The exercise: Pull out every line of the data below that contains the string "black". Letter case matters.

Data items:

↓↓↓

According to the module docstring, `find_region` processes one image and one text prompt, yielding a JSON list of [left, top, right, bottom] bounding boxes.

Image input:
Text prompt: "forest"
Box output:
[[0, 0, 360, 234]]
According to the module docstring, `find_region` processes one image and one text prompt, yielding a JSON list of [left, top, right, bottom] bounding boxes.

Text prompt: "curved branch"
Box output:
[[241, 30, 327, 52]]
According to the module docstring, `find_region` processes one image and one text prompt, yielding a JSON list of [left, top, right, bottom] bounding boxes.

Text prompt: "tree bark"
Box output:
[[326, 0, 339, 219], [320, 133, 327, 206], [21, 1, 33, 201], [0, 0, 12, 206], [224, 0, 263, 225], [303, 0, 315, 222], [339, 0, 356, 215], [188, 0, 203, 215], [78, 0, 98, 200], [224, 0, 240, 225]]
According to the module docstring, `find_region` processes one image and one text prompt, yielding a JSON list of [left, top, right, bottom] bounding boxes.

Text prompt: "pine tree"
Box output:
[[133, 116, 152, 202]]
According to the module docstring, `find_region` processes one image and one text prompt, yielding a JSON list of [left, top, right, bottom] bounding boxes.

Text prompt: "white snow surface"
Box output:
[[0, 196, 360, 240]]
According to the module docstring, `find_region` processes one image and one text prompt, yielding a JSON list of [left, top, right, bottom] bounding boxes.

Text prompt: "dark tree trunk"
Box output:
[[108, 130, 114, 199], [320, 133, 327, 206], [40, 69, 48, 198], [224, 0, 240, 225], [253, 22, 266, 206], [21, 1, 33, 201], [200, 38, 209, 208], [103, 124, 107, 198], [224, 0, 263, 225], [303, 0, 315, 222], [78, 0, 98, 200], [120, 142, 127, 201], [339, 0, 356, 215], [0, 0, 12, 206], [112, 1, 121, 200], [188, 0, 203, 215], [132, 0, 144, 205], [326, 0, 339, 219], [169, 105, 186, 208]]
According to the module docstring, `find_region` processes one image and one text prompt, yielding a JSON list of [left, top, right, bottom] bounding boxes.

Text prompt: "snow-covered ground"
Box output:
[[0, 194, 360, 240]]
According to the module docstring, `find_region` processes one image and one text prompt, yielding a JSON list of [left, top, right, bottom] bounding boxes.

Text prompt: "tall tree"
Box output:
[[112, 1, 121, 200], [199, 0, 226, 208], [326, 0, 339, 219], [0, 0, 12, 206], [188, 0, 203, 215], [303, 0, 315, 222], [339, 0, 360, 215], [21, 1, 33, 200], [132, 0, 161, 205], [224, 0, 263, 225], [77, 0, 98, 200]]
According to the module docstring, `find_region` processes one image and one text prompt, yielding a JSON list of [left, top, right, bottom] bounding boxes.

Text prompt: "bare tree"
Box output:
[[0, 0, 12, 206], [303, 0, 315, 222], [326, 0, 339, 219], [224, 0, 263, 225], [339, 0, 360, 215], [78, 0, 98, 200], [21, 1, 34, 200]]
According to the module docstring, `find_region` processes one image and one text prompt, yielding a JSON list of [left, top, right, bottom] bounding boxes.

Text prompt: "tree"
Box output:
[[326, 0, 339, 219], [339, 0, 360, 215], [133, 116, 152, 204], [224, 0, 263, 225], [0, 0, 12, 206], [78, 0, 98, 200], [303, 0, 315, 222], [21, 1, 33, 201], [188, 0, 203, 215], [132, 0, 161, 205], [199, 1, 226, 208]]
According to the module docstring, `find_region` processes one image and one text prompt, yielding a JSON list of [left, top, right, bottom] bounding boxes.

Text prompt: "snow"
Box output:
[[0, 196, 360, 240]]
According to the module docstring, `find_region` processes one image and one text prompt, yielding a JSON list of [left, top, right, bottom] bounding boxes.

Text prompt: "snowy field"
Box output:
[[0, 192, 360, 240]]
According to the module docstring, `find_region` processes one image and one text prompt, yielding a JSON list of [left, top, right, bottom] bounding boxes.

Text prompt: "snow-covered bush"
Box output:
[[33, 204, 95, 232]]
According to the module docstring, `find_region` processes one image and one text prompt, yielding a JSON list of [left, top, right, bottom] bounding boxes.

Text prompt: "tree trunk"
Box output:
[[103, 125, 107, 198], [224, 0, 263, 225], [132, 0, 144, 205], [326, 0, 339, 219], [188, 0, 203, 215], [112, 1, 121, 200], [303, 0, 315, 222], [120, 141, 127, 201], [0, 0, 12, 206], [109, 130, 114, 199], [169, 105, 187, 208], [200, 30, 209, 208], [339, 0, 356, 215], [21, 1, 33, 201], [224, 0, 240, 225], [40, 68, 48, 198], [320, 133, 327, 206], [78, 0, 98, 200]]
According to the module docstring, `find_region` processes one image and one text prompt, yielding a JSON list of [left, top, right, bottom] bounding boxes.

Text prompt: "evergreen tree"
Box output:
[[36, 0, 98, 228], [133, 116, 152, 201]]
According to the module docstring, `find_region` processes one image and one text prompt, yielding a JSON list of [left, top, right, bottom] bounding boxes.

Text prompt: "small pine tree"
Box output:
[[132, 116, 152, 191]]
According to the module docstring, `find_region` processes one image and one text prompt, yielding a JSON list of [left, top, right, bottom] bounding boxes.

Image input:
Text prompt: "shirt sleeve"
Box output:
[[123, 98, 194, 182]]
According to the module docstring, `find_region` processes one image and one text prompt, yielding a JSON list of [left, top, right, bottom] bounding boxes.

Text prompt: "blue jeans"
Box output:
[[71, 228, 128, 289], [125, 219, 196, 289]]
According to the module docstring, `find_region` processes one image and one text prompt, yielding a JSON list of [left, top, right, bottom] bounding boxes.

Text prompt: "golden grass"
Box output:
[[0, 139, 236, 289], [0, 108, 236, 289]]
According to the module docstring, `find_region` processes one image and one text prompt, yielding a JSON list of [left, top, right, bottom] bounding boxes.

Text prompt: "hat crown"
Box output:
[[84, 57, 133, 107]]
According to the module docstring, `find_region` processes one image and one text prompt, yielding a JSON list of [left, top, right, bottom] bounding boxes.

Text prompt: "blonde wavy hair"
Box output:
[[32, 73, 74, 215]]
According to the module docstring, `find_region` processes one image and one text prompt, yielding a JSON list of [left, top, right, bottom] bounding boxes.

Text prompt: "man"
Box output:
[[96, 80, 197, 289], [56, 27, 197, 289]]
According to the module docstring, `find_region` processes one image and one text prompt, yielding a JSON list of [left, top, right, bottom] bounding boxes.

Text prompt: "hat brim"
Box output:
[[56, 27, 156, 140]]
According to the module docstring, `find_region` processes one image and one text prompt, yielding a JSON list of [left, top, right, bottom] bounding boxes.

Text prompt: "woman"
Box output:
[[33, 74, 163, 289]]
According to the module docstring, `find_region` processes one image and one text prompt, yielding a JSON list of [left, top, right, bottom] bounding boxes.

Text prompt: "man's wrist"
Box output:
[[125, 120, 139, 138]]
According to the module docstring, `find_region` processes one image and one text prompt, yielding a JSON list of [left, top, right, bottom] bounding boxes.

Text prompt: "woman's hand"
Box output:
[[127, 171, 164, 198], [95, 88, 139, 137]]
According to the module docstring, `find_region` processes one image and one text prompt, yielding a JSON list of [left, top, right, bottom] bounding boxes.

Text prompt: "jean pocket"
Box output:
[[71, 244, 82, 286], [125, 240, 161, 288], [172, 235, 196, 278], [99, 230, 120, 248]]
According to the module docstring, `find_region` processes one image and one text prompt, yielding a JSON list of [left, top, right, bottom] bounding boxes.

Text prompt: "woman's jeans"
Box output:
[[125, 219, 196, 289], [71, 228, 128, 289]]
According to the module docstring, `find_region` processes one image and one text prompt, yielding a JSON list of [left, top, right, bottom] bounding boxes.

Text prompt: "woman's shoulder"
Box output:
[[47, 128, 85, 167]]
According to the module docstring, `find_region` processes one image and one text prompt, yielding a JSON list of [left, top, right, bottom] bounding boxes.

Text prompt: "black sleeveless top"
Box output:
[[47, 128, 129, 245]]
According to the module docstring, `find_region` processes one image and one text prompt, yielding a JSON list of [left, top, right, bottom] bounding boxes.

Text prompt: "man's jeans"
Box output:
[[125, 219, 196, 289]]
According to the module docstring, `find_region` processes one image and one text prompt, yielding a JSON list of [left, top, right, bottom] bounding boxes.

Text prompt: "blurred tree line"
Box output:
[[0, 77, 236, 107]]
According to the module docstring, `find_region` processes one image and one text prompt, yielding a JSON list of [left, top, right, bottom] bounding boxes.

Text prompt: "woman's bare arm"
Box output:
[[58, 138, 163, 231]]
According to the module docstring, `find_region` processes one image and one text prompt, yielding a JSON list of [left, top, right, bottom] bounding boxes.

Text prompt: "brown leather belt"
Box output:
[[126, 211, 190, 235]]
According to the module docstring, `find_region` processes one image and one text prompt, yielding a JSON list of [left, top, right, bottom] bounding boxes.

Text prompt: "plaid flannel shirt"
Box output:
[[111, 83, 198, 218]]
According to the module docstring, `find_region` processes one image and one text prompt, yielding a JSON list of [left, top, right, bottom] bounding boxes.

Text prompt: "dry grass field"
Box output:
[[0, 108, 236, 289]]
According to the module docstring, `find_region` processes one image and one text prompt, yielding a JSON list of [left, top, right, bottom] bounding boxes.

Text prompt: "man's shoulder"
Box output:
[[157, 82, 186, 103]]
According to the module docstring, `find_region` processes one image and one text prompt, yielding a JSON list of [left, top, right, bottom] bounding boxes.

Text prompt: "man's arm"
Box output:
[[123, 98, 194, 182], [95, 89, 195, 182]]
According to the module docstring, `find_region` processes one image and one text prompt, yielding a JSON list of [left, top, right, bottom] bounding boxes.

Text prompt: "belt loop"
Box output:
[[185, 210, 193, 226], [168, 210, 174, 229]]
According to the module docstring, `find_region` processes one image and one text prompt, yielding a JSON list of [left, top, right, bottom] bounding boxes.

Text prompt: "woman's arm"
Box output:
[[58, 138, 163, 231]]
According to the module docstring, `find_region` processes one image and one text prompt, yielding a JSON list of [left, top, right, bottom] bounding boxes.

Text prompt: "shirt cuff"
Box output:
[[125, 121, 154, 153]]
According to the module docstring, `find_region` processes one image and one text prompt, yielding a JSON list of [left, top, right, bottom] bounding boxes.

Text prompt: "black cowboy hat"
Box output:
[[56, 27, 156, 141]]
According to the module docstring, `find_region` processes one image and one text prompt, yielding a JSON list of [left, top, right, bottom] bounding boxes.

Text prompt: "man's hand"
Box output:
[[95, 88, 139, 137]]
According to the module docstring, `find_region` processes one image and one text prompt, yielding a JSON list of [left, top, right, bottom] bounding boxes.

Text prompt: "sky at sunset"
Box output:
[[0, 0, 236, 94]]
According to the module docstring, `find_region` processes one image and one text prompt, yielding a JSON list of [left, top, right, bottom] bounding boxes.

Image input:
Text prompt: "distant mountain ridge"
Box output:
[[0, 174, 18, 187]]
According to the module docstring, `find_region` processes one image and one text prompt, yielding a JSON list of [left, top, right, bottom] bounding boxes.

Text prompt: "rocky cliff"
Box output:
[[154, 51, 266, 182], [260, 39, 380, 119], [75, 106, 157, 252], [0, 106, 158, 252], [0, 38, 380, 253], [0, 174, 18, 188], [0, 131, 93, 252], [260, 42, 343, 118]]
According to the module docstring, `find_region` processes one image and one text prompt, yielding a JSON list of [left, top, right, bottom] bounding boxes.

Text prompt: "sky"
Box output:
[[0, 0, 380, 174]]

↑↑↑

Solved problem:
Text prompt: "black sleeveless top"
Text prompt: "black cowboy hat"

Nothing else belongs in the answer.